Your instructions:
Please find all lines in the data that hold the string "gray" and copy them.

Records for the exercise:
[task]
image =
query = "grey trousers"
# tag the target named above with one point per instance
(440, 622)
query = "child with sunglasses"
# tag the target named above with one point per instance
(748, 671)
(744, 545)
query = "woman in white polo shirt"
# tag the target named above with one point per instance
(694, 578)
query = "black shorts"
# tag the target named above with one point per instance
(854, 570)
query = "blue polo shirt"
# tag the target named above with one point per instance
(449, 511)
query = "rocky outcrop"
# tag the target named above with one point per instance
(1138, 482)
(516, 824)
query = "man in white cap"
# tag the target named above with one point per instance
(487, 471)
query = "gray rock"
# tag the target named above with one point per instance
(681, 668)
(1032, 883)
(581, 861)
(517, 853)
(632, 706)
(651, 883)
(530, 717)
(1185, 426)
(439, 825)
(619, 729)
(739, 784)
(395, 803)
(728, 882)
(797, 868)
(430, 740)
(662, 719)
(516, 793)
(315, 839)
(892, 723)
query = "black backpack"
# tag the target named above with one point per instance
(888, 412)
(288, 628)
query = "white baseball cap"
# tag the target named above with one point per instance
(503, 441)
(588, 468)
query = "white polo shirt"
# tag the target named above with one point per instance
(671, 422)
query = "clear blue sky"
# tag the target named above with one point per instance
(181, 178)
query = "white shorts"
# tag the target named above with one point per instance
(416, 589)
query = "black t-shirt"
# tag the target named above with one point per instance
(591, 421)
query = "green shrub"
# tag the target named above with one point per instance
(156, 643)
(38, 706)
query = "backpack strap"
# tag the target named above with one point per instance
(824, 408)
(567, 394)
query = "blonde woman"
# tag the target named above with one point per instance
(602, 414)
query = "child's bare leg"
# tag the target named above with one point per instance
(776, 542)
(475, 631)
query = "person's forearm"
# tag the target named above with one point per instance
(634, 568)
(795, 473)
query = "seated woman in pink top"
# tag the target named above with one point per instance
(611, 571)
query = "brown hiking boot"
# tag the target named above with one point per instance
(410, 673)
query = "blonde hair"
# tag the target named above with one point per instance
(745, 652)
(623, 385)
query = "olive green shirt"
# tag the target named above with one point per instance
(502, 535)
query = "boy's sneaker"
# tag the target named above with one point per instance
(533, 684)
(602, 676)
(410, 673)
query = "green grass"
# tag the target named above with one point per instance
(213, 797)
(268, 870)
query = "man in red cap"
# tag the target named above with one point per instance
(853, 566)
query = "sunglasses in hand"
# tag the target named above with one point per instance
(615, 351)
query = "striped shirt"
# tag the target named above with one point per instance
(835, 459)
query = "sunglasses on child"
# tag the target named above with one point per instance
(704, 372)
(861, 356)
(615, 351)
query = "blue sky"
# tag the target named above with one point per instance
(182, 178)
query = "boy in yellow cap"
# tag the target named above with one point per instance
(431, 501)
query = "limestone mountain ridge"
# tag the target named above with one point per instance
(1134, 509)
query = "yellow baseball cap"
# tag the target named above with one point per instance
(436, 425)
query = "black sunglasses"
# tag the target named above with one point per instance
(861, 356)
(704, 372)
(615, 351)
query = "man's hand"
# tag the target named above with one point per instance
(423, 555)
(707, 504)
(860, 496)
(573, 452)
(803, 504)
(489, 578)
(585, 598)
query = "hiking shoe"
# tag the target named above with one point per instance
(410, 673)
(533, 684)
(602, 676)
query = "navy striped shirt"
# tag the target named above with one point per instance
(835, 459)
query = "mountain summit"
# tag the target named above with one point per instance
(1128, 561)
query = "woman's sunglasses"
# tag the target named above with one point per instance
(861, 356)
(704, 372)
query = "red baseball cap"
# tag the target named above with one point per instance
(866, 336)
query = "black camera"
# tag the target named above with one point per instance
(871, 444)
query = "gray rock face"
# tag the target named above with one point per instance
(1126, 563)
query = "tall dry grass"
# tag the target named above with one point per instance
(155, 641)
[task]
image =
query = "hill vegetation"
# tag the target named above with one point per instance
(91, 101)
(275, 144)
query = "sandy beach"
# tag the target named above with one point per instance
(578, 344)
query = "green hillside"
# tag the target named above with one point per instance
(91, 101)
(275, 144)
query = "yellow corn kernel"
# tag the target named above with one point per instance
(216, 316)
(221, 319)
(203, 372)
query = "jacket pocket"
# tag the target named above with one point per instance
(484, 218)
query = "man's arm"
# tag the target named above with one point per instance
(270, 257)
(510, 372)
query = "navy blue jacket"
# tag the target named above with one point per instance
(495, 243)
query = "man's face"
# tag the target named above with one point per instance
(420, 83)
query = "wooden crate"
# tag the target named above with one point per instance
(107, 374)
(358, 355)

Completed task:
query = "gray rock"
query = "gray rock face"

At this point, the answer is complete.